Parts of the exercise ->
A) Answer these from the Geoffrey Miles biography:
(i) Where was Geoffrey Miles born?
(ii) Which ship did he command from 1939 to 1941?
(iii) Under whom did he serve as Deputy Naval Commander, South East Asia Command?
B) Print the part of the Geoffrey Miles biography starting with "- Conflicts: World" and going on through "Navy Admiral (1890–1986)".
C) Write what comes next in the Geoffrey Miles biography, picking up after its final sentence.

Text passage ->
# # # #
- Born: 2 May 1890 Chelsea, London
- Died: 31 December 1986 (aged 96) Holyport, Maidenhead, Berkshire
- Allegiance: United Kingdom British India
- Branch: Royal Navy Royal Indian Navy
- Service years: 1905–1948
- Rank: Admiral
- Commands: HMS Pangbourne (1931–1932) HMS Codrington (1935–1937) Captain (D) 3rd Destroyer Flotilla (Mediterranean) HMS Nelson (1939–1941) Head of the British Military Mission in Moscow (1941–1943) Naval Force Commander, Eastern Expeditionary Force Deputy Naval Commander, South East Asia Command, East Indies Station Flag Officer, Western Mediterranean Senior British Representative on the Tripartite Naval Commission (Berlin) (concurrently Senior British Representative on the Tripartite Merchant Marine Commission) Flag Officer Commanding, Royal Indian Navy (1946–1947)
- Conflicts: World War I World War II
- Awards: Knight Commander of the KCB (1945) KCSI (1948) Companion of the CB (1942) Legion of Honour (1944)

= Geoffrey Miles =

Royal Navy Admiral (1890–1986)

Admiral Sir Geoffrey John Audley Miles, KCB, KCSI (2 May 1890 – 31 December 1986) was a senior Royal Navy admiral who served as Deputy Naval Commander, South East Asia Command under Lord Mountbatten during the Second World War, as the Senior British Representative on the Tripartite Naval Commission and as the last Commander-in-Chief, Indian Navy of the unified Royal Indian Navy.
# # # #
A block of data:
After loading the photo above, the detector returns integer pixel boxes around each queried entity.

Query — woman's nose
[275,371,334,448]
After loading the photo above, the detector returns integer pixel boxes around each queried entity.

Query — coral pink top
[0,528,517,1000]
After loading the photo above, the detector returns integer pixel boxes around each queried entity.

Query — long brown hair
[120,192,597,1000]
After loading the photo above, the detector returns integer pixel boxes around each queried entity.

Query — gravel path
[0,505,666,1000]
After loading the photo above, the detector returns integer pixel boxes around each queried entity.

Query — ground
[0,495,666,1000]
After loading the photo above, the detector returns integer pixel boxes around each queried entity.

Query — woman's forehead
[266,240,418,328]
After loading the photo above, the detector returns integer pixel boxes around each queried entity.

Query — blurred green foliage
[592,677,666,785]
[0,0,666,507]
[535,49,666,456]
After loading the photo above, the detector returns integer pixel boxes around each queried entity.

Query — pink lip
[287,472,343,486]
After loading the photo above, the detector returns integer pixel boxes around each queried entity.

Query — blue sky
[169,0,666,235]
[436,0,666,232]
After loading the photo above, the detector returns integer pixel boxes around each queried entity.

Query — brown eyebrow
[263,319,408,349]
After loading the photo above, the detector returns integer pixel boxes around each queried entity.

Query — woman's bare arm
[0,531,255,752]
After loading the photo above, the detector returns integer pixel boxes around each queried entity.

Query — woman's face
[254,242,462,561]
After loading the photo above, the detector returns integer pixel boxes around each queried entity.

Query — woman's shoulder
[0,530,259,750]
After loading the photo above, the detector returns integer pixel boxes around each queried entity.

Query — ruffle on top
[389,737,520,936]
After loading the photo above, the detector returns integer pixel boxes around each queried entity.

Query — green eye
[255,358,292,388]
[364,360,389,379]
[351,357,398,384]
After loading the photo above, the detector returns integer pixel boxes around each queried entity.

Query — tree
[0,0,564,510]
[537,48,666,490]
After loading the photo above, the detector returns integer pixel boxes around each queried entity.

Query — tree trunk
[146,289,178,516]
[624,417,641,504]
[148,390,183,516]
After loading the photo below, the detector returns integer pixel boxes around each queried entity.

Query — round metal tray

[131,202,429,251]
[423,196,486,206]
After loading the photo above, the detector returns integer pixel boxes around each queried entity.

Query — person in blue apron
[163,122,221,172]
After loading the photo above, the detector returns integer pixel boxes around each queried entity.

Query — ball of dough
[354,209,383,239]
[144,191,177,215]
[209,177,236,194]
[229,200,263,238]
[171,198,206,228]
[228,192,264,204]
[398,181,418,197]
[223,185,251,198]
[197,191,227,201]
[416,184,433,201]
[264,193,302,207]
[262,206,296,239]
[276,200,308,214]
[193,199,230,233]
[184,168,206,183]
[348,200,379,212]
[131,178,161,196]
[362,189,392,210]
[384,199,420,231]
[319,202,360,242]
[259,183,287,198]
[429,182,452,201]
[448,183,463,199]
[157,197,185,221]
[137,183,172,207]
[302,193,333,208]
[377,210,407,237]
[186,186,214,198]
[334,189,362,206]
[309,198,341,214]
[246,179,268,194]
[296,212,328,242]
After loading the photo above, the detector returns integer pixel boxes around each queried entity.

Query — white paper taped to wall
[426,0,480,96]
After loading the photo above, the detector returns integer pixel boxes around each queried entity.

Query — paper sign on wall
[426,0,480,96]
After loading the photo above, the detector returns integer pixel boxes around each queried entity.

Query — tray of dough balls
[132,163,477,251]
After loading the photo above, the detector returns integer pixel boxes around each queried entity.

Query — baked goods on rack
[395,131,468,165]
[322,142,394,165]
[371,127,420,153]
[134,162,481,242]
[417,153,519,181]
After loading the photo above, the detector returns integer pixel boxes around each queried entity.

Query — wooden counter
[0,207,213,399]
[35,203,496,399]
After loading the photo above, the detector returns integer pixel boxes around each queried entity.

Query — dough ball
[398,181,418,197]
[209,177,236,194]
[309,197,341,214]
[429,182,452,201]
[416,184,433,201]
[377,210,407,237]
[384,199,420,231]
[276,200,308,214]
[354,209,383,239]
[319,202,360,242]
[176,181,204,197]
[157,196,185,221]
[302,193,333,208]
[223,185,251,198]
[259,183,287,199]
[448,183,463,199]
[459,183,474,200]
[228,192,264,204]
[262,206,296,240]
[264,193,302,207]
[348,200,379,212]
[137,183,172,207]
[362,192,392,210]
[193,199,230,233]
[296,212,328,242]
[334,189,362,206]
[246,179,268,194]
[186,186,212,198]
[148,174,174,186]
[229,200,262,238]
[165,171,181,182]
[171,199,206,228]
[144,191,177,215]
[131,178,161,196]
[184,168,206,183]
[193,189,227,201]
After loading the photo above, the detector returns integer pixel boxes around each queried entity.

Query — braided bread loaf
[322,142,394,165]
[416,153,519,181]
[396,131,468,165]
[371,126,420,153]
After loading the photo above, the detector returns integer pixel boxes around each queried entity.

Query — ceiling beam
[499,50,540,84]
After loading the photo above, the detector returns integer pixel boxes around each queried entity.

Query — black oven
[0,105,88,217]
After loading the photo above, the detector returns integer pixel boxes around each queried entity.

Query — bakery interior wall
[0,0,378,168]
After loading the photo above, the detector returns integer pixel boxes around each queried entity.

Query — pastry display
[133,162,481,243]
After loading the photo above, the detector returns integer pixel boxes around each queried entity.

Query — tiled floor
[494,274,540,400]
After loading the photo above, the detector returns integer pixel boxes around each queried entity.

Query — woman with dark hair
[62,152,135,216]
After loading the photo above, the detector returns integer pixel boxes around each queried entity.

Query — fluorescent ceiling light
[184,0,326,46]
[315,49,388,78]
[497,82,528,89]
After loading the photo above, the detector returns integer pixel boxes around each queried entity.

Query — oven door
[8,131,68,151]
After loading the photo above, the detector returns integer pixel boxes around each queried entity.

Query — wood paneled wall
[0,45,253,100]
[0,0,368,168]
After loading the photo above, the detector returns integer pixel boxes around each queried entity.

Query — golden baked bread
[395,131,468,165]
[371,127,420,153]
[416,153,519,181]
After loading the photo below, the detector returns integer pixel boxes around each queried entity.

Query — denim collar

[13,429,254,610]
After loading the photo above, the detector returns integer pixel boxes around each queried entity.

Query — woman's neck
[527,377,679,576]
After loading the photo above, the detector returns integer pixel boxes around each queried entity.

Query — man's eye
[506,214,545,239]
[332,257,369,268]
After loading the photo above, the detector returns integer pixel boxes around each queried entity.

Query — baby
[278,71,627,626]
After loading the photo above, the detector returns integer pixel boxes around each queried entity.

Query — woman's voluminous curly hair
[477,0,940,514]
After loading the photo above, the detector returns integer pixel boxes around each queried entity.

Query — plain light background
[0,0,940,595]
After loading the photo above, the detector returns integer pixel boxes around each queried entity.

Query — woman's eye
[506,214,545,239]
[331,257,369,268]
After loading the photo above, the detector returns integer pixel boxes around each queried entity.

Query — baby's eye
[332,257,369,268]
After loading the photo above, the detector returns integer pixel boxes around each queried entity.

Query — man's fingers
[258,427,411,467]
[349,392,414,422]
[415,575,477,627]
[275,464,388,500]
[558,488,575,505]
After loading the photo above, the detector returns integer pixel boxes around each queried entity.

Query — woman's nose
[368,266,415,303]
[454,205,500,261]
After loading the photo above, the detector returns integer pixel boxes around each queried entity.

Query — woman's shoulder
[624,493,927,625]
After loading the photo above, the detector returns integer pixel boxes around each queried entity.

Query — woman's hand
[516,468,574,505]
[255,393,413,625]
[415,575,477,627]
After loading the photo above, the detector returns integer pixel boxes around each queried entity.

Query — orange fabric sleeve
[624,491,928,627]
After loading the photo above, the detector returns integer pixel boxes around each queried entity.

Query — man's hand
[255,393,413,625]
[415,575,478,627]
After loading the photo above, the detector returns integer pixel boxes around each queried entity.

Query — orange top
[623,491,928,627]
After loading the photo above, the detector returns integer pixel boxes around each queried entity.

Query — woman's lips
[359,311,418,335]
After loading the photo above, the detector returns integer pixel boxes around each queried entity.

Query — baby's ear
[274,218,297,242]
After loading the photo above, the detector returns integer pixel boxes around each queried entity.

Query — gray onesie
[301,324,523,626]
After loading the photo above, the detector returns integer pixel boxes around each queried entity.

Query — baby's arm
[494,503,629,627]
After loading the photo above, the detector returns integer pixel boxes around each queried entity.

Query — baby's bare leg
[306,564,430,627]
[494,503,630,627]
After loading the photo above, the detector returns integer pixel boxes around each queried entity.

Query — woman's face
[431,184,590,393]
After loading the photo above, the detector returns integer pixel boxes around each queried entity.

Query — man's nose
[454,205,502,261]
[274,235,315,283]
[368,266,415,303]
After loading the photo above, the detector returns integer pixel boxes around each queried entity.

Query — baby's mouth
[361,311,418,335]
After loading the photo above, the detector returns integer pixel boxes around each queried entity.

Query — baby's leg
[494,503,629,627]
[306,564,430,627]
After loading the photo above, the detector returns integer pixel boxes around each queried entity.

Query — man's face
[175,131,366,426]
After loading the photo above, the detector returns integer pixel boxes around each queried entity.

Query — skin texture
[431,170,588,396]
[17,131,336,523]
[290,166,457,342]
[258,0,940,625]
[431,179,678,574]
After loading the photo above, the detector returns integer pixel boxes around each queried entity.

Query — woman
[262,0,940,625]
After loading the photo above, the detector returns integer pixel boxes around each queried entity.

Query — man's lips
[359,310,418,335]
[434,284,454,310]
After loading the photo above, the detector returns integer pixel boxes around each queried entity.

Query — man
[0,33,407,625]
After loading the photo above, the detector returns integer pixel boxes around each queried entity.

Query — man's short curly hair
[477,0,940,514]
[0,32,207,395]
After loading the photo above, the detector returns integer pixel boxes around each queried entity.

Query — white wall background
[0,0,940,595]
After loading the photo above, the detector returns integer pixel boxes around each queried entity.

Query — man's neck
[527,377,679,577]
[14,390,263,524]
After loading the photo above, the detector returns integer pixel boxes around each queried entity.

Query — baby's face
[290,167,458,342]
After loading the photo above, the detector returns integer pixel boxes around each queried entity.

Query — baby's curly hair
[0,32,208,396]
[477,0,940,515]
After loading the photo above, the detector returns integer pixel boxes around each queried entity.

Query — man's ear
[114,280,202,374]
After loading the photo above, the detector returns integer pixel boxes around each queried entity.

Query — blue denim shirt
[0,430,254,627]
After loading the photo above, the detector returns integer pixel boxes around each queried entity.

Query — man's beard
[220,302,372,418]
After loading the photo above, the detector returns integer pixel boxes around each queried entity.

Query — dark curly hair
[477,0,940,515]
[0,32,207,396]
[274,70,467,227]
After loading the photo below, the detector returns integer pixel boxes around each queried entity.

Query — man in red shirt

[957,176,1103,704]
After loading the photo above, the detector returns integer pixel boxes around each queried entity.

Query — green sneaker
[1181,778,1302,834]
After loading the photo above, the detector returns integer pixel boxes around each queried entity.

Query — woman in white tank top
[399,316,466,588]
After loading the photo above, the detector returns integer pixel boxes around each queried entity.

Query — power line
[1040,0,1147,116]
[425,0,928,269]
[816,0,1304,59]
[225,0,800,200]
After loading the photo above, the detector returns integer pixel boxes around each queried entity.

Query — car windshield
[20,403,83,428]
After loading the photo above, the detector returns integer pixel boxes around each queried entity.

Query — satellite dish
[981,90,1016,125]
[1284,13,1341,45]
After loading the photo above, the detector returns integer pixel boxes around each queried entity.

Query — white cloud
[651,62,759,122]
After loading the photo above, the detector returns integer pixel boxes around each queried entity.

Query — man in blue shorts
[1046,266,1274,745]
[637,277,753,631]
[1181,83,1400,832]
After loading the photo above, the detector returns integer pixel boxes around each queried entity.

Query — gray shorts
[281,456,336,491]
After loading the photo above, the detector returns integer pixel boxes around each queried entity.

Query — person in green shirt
# # # #
Answers in order ->
A)
(i) Chelsea, London
(ii) HMS Nelson
(iii) Lord Mountbatten

B)
- Conflicts: World War I World War II
- Awards: Knight Commander of the KCB (1945) KCSI (1948) Companion of the CB (1942) Legion of Honour (1944)

= Geoffrey Miles =

Royal Navy Admiral (1890–1986)

C)
==Early life==
Miles was born in Chelsea, London, the third son of Audley Charles Miles (1855–1919) and Eveline Frances Cradock-Hartopp (1856–1946). He was the great-grandson of Philip John Miles and thus related to Philip Napier Miles, Frank Miles and Sir William Miles, 1st Baronet. He was educated at Bedford School, aboard HMS Britannia, and joined the Royal Navy in 1905 as a midshipman. Specialising as a navigation officer, he first served aboard the ships HMS Victorious (1906–1908) and HMS King Edward VII (1908–1910). From 1910 to 1912, Miles was lent to the Royal New Zealand Navy, and served on HMNZS Leander. He was promoted to lieutenant in 1911, and the following year was made the assistant to the navigator on HMS Neptune, the flagship of the Home Fleet, and was then made navigator of HMS Surprise (HMS Alacrity) on the China Station, serving there until 1914.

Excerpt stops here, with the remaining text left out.